● Record extracts:
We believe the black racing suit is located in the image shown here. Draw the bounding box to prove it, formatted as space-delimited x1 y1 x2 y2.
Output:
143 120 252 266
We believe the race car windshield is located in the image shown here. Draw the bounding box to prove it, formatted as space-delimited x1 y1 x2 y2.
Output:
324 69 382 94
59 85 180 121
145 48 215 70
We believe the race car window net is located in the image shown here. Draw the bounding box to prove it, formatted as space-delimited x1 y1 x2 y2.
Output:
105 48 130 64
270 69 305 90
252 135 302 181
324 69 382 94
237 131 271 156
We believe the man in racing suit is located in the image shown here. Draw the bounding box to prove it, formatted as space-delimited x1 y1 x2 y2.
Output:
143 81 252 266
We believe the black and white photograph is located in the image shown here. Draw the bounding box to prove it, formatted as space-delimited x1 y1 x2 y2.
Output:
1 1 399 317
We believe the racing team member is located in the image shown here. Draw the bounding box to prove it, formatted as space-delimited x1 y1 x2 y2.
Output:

● What is needed: The lines from the one containing "We believe the race car window" through the end of the data are to be copied exactly, the first and last of them included.

● Worked solution:
We believe the race car window net is located in the image shown here. Draw the bounding box to prove it, formatted as space-delimited x1 y1 x2 y2.
Output:
105 48 130 64
270 69 305 90
252 135 302 181
324 69 382 94
237 131 271 156
We believe the man in racing suit is located in the image shown here. Draw the bounding box to prove it, formatted as space-delimited x1 y1 x2 y2.
Output:
143 81 252 266
We believe the black and white photograph is located in the image shown here. Draw the bounding box to prove it, formatted as space-delimited x1 y1 x2 y2.
Output:
1 1 399 317
We believe the racing team member is located in the image shown here. Draw the bounding box to prove it, formatted as space-delimited x1 y1 x2 y2.
Output:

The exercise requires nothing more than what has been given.